→ **Description of the task**: Copy the entries below line for line, with no changes.

=== Record excerpts ===

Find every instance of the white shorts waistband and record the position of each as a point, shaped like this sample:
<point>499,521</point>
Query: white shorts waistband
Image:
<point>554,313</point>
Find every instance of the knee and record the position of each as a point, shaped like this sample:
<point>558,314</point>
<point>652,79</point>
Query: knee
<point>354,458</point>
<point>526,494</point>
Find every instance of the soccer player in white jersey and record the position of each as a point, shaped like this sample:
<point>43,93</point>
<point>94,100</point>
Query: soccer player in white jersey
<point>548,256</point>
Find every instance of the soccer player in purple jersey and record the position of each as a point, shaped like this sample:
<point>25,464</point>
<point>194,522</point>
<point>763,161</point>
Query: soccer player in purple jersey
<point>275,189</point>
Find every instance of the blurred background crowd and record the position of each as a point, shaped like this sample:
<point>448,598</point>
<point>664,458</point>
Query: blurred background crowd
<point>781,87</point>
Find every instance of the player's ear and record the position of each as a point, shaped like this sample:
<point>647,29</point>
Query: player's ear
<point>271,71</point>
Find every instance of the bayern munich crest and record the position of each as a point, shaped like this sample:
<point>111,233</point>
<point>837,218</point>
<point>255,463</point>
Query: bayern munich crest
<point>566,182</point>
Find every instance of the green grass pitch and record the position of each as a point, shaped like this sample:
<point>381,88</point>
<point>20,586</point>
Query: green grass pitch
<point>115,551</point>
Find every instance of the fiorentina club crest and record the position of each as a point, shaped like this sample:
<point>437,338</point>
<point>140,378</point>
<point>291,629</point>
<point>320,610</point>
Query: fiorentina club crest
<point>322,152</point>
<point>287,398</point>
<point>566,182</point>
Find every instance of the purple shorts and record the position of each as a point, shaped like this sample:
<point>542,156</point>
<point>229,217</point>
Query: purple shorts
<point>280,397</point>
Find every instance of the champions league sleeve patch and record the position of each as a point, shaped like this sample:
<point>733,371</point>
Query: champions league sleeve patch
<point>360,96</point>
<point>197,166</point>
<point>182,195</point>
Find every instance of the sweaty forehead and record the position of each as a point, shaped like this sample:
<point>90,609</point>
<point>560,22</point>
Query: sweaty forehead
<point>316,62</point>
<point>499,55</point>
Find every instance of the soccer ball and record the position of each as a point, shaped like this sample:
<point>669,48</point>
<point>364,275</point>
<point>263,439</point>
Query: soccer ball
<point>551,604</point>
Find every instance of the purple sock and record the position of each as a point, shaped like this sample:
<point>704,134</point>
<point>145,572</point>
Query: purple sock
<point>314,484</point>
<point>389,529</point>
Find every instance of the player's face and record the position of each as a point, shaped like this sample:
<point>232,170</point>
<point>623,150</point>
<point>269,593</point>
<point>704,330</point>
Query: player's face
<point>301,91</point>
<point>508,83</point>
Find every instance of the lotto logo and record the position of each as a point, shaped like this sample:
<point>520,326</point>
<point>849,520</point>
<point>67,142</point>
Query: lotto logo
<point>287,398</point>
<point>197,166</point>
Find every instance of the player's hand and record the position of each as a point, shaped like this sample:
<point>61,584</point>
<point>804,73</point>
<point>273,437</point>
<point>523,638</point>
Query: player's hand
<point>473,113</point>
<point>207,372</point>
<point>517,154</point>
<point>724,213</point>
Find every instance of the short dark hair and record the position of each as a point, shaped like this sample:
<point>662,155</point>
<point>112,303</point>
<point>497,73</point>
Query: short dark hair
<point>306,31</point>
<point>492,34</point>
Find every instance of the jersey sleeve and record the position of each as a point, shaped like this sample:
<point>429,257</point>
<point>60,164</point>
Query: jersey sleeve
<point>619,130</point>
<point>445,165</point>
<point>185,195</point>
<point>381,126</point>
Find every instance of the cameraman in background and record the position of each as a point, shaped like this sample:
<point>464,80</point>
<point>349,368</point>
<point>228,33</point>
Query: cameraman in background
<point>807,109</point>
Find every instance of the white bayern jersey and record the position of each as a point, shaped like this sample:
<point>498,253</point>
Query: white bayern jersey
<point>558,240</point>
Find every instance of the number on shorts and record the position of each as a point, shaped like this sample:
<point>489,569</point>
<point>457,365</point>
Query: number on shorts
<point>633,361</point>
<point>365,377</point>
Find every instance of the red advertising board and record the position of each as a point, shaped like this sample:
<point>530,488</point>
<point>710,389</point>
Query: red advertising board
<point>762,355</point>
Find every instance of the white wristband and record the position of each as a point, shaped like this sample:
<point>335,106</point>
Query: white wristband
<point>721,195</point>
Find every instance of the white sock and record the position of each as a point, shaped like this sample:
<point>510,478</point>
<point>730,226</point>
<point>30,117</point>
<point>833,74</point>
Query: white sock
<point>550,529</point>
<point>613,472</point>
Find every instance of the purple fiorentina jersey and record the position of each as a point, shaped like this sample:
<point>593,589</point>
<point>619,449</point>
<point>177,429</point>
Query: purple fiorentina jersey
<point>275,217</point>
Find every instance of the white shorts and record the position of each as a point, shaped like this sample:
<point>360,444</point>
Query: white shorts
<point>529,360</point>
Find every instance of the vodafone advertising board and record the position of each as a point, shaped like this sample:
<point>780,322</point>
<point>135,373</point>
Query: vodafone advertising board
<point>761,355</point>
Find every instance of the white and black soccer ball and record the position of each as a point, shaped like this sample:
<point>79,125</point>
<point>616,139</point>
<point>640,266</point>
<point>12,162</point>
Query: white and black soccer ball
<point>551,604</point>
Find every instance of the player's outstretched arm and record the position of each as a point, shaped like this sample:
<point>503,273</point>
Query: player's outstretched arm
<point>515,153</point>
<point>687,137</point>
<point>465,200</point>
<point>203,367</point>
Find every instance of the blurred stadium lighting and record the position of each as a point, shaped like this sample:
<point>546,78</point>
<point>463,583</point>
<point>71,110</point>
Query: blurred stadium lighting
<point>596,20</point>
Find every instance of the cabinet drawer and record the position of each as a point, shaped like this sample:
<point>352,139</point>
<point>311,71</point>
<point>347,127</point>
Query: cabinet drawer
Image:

===

→ **The solution**:
Find every instance of the white shorts waistband and record the position of each as a point, shaped like this sample:
<point>499,521</point>
Query: white shorts waistband
Image:
<point>554,313</point>
Find every instance of the knee and record the position of each as a point, shaped like this sample:
<point>558,314</point>
<point>652,79</point>
Query: knee
<point>354,458</point>
<point>526,494</point>
Find every instance of the soccer player in white jersey and record the position of each as a point, shaped like this sample:
<point>43,93</point>
<point>94,100</point>
Query: soccer player in white jersey
<point>548,256</point>
Find every instance of the soccer player in purple jersey and record the position of each as a point, shaped like this sample:
<point>25,464</point>
<point>194,522</point>
<point>763,161</point>
Query: soccer player in purple jersey
<point>275,189</point>
Find every instance of the blurred background crowd and record the position of each as a point, shaped like this sample:
<point>448,598</point>
<point>664,458</point>
Query: blurred background crowd
<point>781,87</point>
Find every instance of the player's ear and record the position of each as a point, shaped like this sample:
<point>647,29</point>
Query: player's ear
<point>271,71</point>
Find every instance of the bayern munich crest and record the position of each as a point, shaped like this sample:
<point>111,233</point>
<point>837,218</point>
<point>255,463</point>
Query: bayern munich crest
<point>566,182</point>
Find every instance of the green grass pitch and record the position of each as a point, shaped like this sample:
<point>381,88</point>
<point>20,586</point>
Query: green grass pitch
<point>115,551</point>
Find every instance of the fiorentina club crest and record the position of each as a point, shaped like this sample:
<point>437,338</point>
<point>140,378</point>
<point>291,629</point>
<point>320,610</point>
Query: fiorentina club crest
<point>322,152</point>
<point>287,398</point>
<point>566,182</point>
Find every instance of the purple shorts and record the position of each as a point, shaped like this sample:
<point>542,156</point>
<point>229,217</point>
Query: purple shorts
<point>280,397</point>
Find every instance of the champions league sleeve patch and record the position of each as a point, shaped like this sample:
<point>733,371</point>
Query: champions league sleeve patch
<point>360,96</point>
<point>197,166</point>
<point>182,195</point>
Find every instance of the sweaty forehead and record the position of each as a point, shaped like this sample:
<point>90,609</point>
<point>560,22</point>
Query: sweaty forehead
<point>316,62</point>
<point>499,55</point>
Find every instance of the soccer ball and record the position of each as a point, shaped like this sample:
<point>669,48</point>
<point>364,275</point>
<point>263,439</point>
Query: soccer ball
<point>551,604</point>
Find every instance of the purple sock and record the position of each as a point, shaped like this sample:
<point>704,134</point>
<point>145,572</point>
Query: purple sock
<point>314,484</point>
<point>389,529</point>
Find every instance of the player's face and record the position of each as a point, shaped like this sample:
<point>232,170</point>
<point>623,150</point>
<point>269,593</point>
<point>704,330</point>
Query: player's face
<point>301,91</point>
<point>508,83</point>
Find every instance of the lotto logo and record the position of each as a point, shaped like this sample:
<point>520,326</point>
<point>849,520</point>
<point>67,142</point>
Query: lotto logo
<point>287,398</point>
<point>197,166</point>
Find every instance of the player's hand and record the position of each as a point, shaped like this sample:
<point>61,584</point>
<point>804,73</point>
<point>273,437</point>
<point>523,638</point>
Query: player's hand
<point>473,113</point>
<point>207,372</point>
<point>517,154</point>
<point>724,213</point>
Find every instance of the short dark hair and record the position of each as a point, shaped like this sample:
<point>662,155</point>
<point>112,303</point>
<point>497,73</point>
Query: short dark hair
<point>306,31</point>
<point>492,34</point>
Find every instance of the jersey sleeve and record the position of each as a point, shaped like this sample:
<point>429,257</point>
<point>60,164</point>
Query: jersey sleeve
<point>619,130</point>
<point>445,165</point>
<point>185,195</point>
<point>381,126</point>
Find every instance of the cameraman in background and record the position of each as a point, shaped like this sample:
<point>464,80</point>
<point>349,368</point>
<point>228,33</point>
Query: cameraman in background
<point>807,109</point>
Find every instance of the white bayern jersey and record the position of each as a point, shaped like this sample:
<point>498,253</point>
Query: white bayern jersey
<point>558,240</point>
Find every instance of the number on shorts and record the position of each as a point, shaped like this sample:
<point>489,569</point>
<point>457,365</point>
Query: number on shorts
<point>633,361</point>
<point>365,377</point>
Find every instance of the red advertising board and record the position of each as a point, shaped like this sample:
<point>530,488</point>
<point>710,389</point>
Query: red advertising board
<point>762,355</point>
Find every instance of the white wristband and record the position of each as a point, shaped like this sample:
<point>335,106</point>
Query: white wristband
<point>721,195</point>
Find every instance of the white sock and record the position of each as a point, shaped like this sample:
<point>510,478</point>
<point>730,226</point>
<point>30,117</point>
<point>833,74</point>
Query: white sock
<point>550,529</point>
<point>613,472</point>
Find every instance of the purple fiorentina jersey and record the position of each as a point, shaped like this sample:
<point>593,589</point>
<point>619,449</point>
<point>177,429</point>
Query: purple fiorentina jersey
<point>275,217</point>
Find every instance of the white shorts and record the position of each as a point, shaped like this sample:
<point>360,444</point>
Query: white shorts
<point>529,360</point>
Find every instance of the vodafone advertising board and record the position of each as a point, shaped like this sample:
<point>780,322</point>
<point>135,373</point>
Query: vodafone advertising board
<point>761,355</point>
Find every instance of the white and black soccer ball and record the position of each as a point, shaped like this sample:
<point>79,125</point>
<point>616,139</point>
<point>640,266</point>
<point>12,162</point>
Query: white and black soccer ball
<point>551,604</point>
Find every instance of the player's outstretched arm and record the position of each as a point, shaped like this sample:
<point>503,273</point>
Query: player's outstretched arm
<point>515,153</point>
<point>687,137</point>
<point>465,200</point>
<point>203,367</point>
Find every instance of the blurred stadium lighting and record the position of each as a point, shaped like this sample:
<point>546,78</point>
<point>463,583</point>
<point>71,110</point>
Query: blurred stadium lighting
<point>596,20</point>
Find every instance of the cabinet drawer and record the position of each as a point, shaped like this sample:
<point>352,139</point>
<point>311,71</point>
<point>347,127</point>
Query: cabinet drawer
Image:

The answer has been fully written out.